#### THE PROBLEM
Scan each line of the records for the word "canoe" and extract the ones that have it.

Dataset records:
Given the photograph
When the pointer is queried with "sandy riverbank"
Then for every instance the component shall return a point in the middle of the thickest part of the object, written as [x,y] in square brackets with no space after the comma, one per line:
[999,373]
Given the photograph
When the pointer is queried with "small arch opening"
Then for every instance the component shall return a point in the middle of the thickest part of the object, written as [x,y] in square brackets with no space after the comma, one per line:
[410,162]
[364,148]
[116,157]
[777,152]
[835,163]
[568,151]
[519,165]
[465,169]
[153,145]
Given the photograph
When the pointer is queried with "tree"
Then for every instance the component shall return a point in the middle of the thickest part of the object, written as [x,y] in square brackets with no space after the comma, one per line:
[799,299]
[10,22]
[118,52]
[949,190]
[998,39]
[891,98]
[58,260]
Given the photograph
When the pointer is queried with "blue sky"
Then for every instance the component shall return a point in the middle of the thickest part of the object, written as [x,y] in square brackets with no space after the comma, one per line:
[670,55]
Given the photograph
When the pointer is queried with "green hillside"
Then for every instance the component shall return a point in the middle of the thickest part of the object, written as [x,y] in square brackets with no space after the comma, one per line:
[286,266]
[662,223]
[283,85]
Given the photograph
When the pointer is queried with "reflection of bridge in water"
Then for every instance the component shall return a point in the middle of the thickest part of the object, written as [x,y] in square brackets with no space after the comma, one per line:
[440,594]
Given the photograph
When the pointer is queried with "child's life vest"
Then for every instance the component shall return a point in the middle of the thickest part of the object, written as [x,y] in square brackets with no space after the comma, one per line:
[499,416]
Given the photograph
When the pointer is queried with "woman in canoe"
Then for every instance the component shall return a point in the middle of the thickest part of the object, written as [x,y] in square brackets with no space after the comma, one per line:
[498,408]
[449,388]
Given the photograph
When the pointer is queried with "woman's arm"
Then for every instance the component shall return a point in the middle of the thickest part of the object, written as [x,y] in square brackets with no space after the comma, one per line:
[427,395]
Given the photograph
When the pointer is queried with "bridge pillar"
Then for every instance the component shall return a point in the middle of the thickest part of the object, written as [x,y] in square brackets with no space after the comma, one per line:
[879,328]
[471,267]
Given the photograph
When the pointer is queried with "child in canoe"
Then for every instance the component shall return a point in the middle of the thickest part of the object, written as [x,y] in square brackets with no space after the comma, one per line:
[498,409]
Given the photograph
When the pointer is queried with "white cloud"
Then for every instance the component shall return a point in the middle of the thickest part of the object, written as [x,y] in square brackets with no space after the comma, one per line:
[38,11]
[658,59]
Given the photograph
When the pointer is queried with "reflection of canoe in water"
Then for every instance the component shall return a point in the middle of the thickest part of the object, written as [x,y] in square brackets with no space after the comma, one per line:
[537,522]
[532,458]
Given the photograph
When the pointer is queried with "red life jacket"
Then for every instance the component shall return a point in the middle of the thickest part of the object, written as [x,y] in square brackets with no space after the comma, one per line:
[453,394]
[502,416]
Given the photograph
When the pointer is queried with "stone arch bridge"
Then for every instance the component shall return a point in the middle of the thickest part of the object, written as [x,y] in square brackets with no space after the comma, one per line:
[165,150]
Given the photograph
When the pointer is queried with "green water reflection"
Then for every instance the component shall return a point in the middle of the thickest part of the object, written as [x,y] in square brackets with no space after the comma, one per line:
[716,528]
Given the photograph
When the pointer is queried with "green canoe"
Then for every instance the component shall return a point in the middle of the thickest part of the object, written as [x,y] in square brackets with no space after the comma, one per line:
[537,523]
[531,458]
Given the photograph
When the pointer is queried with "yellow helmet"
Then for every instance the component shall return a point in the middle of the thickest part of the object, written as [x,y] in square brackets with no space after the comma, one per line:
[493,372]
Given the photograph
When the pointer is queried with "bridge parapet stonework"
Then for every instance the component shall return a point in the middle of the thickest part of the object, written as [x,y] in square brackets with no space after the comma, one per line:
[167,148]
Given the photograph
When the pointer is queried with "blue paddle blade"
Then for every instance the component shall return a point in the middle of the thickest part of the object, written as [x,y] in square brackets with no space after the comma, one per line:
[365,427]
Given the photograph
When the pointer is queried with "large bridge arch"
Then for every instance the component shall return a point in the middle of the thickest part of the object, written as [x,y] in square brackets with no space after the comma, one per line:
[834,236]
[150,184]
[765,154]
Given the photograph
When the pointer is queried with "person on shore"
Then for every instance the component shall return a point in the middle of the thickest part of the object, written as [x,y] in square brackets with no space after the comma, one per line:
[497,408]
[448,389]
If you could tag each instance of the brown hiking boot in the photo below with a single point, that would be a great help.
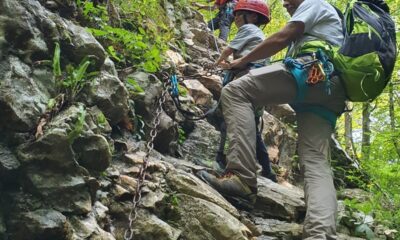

#### REPLY
When the pointer is queried with "woman in canoe"
When the pointer is queried with "child in canoe"
When the pointer is queried with "reflection of canoe in water"
When the pointer is queried with "green canoe"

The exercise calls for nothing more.